(EXERCISE INSTRUCTIONS):
1 > In the passage on what a poet needs, why is a good eye alone not enough to make a poet? Answer in one to three sentences.
2 > Among the rows, print everything from the line containing "[Batch spec] Target class: bare" down to the line containing "[[561, 0, 593, 124]]", with both of those lines included.

(EXCERPTED PASSAGE):
- - -
The eye here is a synecdoche for all five of the senses. (The synecdoche is a figure of speech where the part stands for the whole, like the Texas rancher who says he has three thousand head of cattle but is actually talking about three thousand whole cows. Maybe that is why Frost defined a poet as a “synecdochist.”4 One can notice sounds too, or smells, or tastes, or tactile physical weights and textures, like Archibald MacLeish pausing over the heft of a globed fruit in the hand and the feel of old medallions to the thumb.5 But you’ve got to notice something. Without a good eye, there is nothing to write about.

A Good Ear

The next thing we have to have is a good ear. A good eye is a necessary but not a sufficient condition for making a poet. By itself, it might make you a journalist or even an essayist, but not a poet. For that, you need to add the ear. This is not now the ear as part of the synecdoche of the eye standing for the five senses, but rather the knack of hearing natural speech rhythms, enjoying them for their own sake, and enlisting their potency to tweak and augment the meaning and force of the words you might use to capture those offerings of the eye. It is best if you also have a sensitivity to the way various formal meters can be used to set up and set off those speech rhythms to add energy and power for the sake of the vision and to add the lyricism and musicality of language for its own sake.
- - -
(DATA RECORDS):
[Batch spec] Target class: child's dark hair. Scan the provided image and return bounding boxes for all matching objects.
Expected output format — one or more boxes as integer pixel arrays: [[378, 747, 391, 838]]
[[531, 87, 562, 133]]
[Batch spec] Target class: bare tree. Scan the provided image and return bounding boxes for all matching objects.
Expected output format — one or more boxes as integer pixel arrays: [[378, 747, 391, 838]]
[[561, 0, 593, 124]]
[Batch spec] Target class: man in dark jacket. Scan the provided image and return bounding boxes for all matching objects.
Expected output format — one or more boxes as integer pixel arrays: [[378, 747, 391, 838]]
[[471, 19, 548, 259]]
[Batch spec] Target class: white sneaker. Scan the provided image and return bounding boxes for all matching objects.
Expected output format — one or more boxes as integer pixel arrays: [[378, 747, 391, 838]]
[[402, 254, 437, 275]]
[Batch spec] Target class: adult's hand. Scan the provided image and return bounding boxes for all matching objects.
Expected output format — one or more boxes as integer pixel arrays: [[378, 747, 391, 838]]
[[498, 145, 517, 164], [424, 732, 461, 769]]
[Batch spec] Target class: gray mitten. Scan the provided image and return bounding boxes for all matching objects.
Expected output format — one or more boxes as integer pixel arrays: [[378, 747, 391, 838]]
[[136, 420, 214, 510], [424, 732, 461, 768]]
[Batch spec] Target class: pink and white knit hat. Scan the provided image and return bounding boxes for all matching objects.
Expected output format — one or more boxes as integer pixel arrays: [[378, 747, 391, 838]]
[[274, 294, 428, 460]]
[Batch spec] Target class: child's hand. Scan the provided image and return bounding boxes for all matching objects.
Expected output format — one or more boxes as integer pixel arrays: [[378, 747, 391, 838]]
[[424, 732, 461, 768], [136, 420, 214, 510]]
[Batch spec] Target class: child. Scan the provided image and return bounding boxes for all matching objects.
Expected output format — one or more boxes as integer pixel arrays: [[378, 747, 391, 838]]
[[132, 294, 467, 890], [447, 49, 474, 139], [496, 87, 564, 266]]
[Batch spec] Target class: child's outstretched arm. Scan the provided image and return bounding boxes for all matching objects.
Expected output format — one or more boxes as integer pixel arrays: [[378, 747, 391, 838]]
- - -
(WORKED SOLUTIONS):
1 > A good eye is necessary but not sufficient: by itself it might make a journalist or an essayist, but not a poet. A poet must also have a good ear, meaning the knack of hearing natural speech rhythms, enjoying them for their own sake, and using their potency to strengthen the meaning and force of the words that capture what the eye offers.

2 >
[Batch spec] Target class: bare tree. Scan the provided image and return bounding boxes for all matching objects.
Expected output format — one or more boxes as integer pixel arrays: [[378, 747, 391, 838]]
[[561, 0, 593, 124]]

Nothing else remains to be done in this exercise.